* BEGIN GIVEN RECORDS *
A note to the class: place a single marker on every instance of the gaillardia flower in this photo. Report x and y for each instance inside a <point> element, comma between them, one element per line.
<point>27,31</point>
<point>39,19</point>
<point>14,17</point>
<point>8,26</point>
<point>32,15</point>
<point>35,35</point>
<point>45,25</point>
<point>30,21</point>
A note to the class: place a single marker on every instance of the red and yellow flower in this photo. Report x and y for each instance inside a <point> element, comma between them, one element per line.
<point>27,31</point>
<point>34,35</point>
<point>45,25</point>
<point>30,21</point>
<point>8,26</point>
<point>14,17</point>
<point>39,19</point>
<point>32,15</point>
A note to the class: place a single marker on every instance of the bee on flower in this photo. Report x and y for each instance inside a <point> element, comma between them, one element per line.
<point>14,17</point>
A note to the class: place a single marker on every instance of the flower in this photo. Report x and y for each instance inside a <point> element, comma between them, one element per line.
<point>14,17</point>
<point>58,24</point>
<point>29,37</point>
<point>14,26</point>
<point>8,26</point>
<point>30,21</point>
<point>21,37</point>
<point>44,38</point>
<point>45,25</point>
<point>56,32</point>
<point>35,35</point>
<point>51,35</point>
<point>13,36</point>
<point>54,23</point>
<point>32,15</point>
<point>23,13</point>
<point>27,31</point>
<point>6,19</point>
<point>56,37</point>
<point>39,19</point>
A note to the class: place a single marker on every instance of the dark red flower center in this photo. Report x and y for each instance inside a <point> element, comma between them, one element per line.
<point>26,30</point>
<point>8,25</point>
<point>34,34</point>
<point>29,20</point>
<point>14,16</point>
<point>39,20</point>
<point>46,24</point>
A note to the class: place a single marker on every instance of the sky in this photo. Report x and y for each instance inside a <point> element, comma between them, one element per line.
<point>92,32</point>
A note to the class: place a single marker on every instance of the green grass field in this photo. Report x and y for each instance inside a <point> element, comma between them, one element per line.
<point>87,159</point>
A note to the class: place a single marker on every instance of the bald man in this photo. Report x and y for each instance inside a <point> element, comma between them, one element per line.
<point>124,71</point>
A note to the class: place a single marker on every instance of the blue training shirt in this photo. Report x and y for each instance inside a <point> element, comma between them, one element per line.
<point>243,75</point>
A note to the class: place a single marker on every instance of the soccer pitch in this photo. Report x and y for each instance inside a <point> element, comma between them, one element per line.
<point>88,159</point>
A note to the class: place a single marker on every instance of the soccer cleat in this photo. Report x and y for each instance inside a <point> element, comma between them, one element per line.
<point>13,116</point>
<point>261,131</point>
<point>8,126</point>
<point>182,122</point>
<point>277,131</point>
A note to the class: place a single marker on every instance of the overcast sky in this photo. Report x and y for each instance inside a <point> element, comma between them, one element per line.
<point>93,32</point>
* END GIVEN RECORDS *
* [STATED PROBLEM]
Render every row above as a Markdown table with two columns, Number and Line, numbering the rows in order and leaving out any blank lines.

* [ANSWER FOR THIS EXERCISE]
| Number | Line |
|---|---|
| 1 | A note to the class: place a single marker on every instance of the gaillardia flower in this photo. Report x and y for each instance inside a <point> element, comma between them, one element per line. |
| 2 | <point>27,31</point> |
| 3 | <point>39,19</point> |
| 4 | <point>14,17</point> |
| 5 | <point>8,26</point> |
| 6 | <point>32,15</point> |
| 7 | <point>35,35</point> |
| 8 | <point>45,25</point> |
| 9 | <point>30,21</point> |
| 10 | A note to the class: place a single marker on every instance of the red and yellow flower in this photo. Report x and y for each instance inside a <point> element, comma between them, one element per line. |
| 11 | <point>27,31</point> |
| 12 | <point>34,35</point> |
| 13 | <point>45,25</point> |
| 14 | <point>30,21</point> |
| 15 | <point>8,26</point> |
| 16 | <point>14,17</point> |
| 17 | <point>39,19</point> |
| 18 | <point>32,15</point> |
| 19 | A note to the class: place a single marker on every instance of the bee on flower in this photo. Report x and y for each instance inside a <point> element, comma between them, one element per line. |
| 20 | <point>14,17</point> |
| 21 | A note to the class: place a single marker on every instance of the flower in this photo. Report x and y for each instance inside a <point> element, comma between them, one element per line. |
| 22 | <point>14,17</point> |
| 23 | <point>58,24</point> |
| 24 | <point>29,37</point> |
| 25 | <point>14,26</point> |
| 26 | <point>8,26</point> |
| 27 | <point>30,21</point> |
| 28 | <point>21,37</point> |
| 29 | <point>44,38</point> |
| 30 | <point>45,25</point> |
| 31 | <point>56,32</point> |
| 32 | <point>35,35</point> |
| 33 | <point>51,35</point> |
| 34 | <point>13,36</point> |
| 35 | <point>54,23</point> |
| 36 | <point>32,15</point> |
| 37 | <point>23,13</point> |
| 38 | <point>27,31</point> |
| 39 | <point>6,19</point> |
| 40 | <point>56,37</point> |
| 41 | <point>39,19</point> |
| 42 | A note to the class: place a single marker on every instance of the dark red flower center in this photo. Report x and y for each instance inside a <point> element, comma between them, one element per line. |
| 43 | <point>26,30</point> |
| 44 | <point>8,25</point> |
| 45 | <point>34,34</point> |
| 46 | <point>29,20</point> |
| 47 | <point>14,16</point> |
| 48 | <point>39,20</point> |
| 49 | <point>46,24</point> |
| 50 | A note to the class: place a single marker on every instance of the sky in this photo. Report x and y for each instance inside a <point> element, comma between them, one element per line. |
| 51 | <point>92,32</point> |
| 52 | A note to the class: place a single marker on every instance of the green grass field in this photo. Report x and y for each instance inside a <point> element, comma between them, one element per line. |
| 53 | <point>87,159</point> |
| 54 | A note to the class: place a single marker on every instance of the bald man in this photo. Report x and y for each instance inside a <point> element, comma between them, one element per line. |
| 55 | <point>124,71</point> |
| 56 | A note to the class: place a single marker on every instance of the blue training shirt in this photo. Report x and y for each instance inside a <point> element, comma between them, one element per line. |
| 57 | <point>243,75</point> |
| 58 | A note to the class: place a single marker on every instance of the soccer pitch in this photo. Report x and y for each instance inside a <point> element, comma between them, one element per line. |
| 59 | <point>88,159</point> |
| 60 | A note to the class: place a single marker on every instance of the soccer cleat in this photo. Report x and y for each instance inside a <point> element, comma between them, one element per line. |
| 61 | <point>13,116</point> |
| 62 | <point>261,131</point> |
| 63 | <point>8,126</point> |
| 64 | <point>182,122</point> |
| 65 | <point>277,131</point> |
| 66 | A note to the class: place a single marker on every instance of the overcast sky in this photo. Report x and y for each instance inside a <point> element, comma between them, one element per line. |
| 67 | <point>93,32</point> |